SOURCE PASSAGE.
• • • • • • •

There was a bit of a worry with Boeboe's one leg. Her left leg was fine from the beginning. But her right leg is/was very painful. First, it was so bad that even if we touch her leg, she would scream the house down. It got better, but it's still painful. Her foot is the worse. The upper leg is now much better. The other problem was that she couldn't lift her toes up towards her knees (bend the ankle upwards). She could point her toes downwards, but not upwards. Until tonight. Her daddy got her to move the toes upwards. I'm so happy about that, I was really stressing that it may be damaged from the operation.
The neurosurgeon came to visit her again today, and when I asked him, he said it really is very unlikely that the cord was tethered at all. Since the filum was so thin. Usually, it's thickened when tethered. So there's not much hope for us to go on, that we may see any improvement in her symptoms. I can't believe that all we gained from this, was to learn that she definitely did NOT have an occult tethered cord. It's still too much for me to take in. Too much anguish. Too much guilt. Too much worries.
The nsg said he now wants to refer us to his collegue, the peadiatric neurologist. We saw him 15 months ago, but Boeboe's symptoms were less severe. So he laughed at me then (last January), told me Boeboe is lying and just naughty for not running to the bathroom in time. He also laughed at me and argued with me about how much function her anal sphyncter had. So I'm a bit reserved to let him "judge" me and Boeboe again. But he really is a very good neurologist, and we do need help. And I'll swollow my anger and pride to hear if he has ANY idea what now. The nsg said something else must be wrong, and we need to look for it. And starting with the neurologist is our best bet. Unfortunately he's away for the weekend, so we'll only be able to see him on Monday when he comes to do his rounds. Thankfully, the neurosurgeon will ask him to come and see Boeboe. I don't think I would've been able to get that much over my humiliation, to crawl back to him. But if a doctor asks another doctor for his opinion, I'm all for it.

• • • • • • •

GIVEN INFORMATION.
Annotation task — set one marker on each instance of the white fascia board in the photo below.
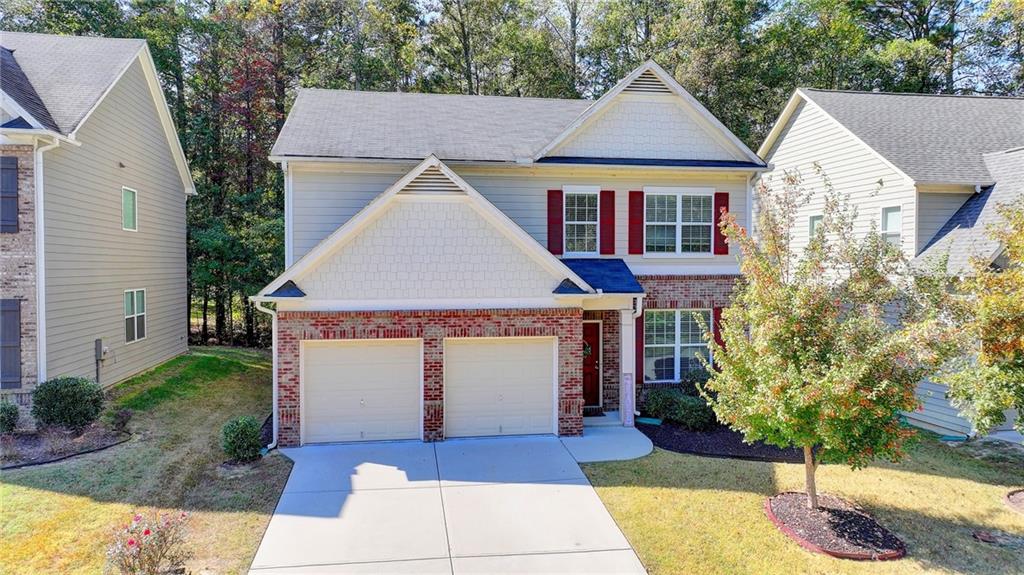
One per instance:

• • • • • • •

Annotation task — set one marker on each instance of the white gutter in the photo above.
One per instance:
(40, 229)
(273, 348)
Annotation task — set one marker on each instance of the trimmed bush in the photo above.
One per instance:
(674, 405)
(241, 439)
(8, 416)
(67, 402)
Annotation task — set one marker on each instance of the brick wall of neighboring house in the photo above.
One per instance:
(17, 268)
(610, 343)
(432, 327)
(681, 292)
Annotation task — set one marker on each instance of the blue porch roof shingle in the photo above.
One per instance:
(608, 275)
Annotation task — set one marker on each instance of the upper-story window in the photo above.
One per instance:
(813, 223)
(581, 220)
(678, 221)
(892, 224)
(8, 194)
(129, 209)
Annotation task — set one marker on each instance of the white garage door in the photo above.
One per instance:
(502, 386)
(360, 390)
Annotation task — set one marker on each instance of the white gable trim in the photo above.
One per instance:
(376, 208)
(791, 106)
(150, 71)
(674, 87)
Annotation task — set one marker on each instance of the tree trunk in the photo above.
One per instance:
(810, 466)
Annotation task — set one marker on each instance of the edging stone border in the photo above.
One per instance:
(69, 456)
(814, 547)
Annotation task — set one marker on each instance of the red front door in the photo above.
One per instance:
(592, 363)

• • • • • • •

INSTRUCTIONS.
**1.** Using the post about Boeboe's hospital stay, decide whether each statement agrees with it: (a) Boeboe's left leg was fine from the start; (b) the neurosurgeon thought the cord was likely tethered; (c) the pediatric neurologist can see Boeboe over the weekend. For each, answer yes or no and quote the words of the post that decide it.
**2.** Extend the post about Boeboe's hospital stay, picking up right after its final sentence.

RESULTS FOR THE EXERCISE.
**1.**
(a) Yes: "Her left leg was fine from the beginning."
(b) No: "he said it really is very unlikely that the cord was tethered at all."
(c) No: "Unfortunately he's away for the weekend, so we'll only be able to see him on Monday when he comes to do his rounds."

**2.**
The nsg also said that hopefully, after seeing the neurologist, we can go home on Monday. But, we had to get Boeboe to sit upright a bit today. We achieved that, so I'm happy. Tomorrow, I guess we'll have to get her walking, before she'll be allowed home on Monday. So wish us luck! It's going to be soooo difficult, with a child that resists us every step of the way. From taking medicine, to being turned on the side for the pressure sores treatment, to taking the plaster off her drip, to eating something, to drinking, etc. It's so difficult to keep a balance between being sympathetic because she's in pain and having a difficult time, and getting impatient because she's being needlessly (in my opinion!) difficult and stubborn.
So that's day 3. I now desperately needs to get some solid, uninterrupted (hopefully, if Monkeyman allows me) sleep to be able to cope with what tomorrow will bring.